= Seniority in the United States Senate =

Ranking of United States senators by length of service

United States senators are conventionally ranked by the length of their tenure in the Senate. The senator in each U.S. state with the longer time in office is known as the senior senator; the other is the junior senator. This convention has no official standing, though seniority confers several benefits, including preference in the choice of committee assignments, physical offices, and the member's desk assignment. When senators have been in office for the same length of time, a number of tiebreakers, including previous offices held, are used to determine seniority. By tradition, the longest serving senator of the majority party is named president pro tempore of the Senate, the second-highest office in the Senate and the third in the line of succession to the presidency of the United States.

== Benefits of seniority ==
The United States Constitution does not mandate differences in rights or power, but Senate rules give more power to senators with more seniority. Generally, senior senators will have more power, especially within their own caucuses.

There are several benefits, including the following:
- Traditionally, the most senior member of the majority party is named president pro tempore of the Senate.
- Senators are given preferential treatment in choosing committee assignments based on seniority. Seniority on a committee is based on length of time serving on that committee, which means a senator may rank above another in committee seniority but be more junior in the full Senate. Although the committee chairmanship is an elected position, it is traditionally given to the most senior senator of the majority party serving on the committee, and not already holding a conflicting position such as chairmanship of another committee. The ranking member of a committee (called the vice-chairman in some select committees) is elected in the same way.
- Greater seniority enables a senator to choose a desk closer to the front of the Senate Chamber.

┄┄┄┄┄┄┄┄┄┄

* Work instruction:
Answer these questions from the Senate seniority article:
1. In each state, what is the senator with the longer time in office called?
2. What is a senator's seniority on a committee based on?
3. Where in the Senate Chamber does greater seniority let a senator choose a desk?
The listing has no connection to the Senate seniority article.

* Record set:

┄┄┄┄┄┄┄┄┄┄

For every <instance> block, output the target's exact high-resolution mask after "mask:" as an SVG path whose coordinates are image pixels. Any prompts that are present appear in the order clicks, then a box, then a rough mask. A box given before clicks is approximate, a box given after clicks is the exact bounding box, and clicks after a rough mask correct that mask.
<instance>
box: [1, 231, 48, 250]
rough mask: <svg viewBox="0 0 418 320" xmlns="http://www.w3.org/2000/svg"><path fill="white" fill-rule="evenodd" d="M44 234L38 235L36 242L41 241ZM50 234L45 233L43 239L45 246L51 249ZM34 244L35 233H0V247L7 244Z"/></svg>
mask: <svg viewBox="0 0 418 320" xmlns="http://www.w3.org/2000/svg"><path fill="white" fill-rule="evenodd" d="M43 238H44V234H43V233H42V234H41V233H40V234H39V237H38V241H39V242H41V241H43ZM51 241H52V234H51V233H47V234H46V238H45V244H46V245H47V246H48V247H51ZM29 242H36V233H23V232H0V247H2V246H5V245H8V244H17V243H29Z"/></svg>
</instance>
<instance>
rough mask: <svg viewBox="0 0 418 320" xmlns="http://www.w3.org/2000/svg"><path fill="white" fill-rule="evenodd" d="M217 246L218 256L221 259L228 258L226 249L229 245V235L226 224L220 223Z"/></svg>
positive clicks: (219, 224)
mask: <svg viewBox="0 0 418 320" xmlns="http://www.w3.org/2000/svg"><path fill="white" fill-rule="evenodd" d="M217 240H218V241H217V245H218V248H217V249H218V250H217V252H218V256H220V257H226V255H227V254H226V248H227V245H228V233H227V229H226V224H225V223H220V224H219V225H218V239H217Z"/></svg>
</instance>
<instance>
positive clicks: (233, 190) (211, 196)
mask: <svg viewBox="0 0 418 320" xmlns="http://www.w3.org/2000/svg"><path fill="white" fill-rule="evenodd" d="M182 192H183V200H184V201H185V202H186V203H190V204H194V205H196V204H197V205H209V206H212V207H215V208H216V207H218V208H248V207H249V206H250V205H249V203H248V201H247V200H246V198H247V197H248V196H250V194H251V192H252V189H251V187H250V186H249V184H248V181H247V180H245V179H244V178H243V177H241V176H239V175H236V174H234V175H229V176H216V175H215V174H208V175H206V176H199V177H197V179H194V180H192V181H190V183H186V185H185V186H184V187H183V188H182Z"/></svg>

┄┄┄┄┄┄┄┄┄┄

* Response to this task:
1. The senior senator.
2. The length of time serving on that committee.
3. Closer to the front.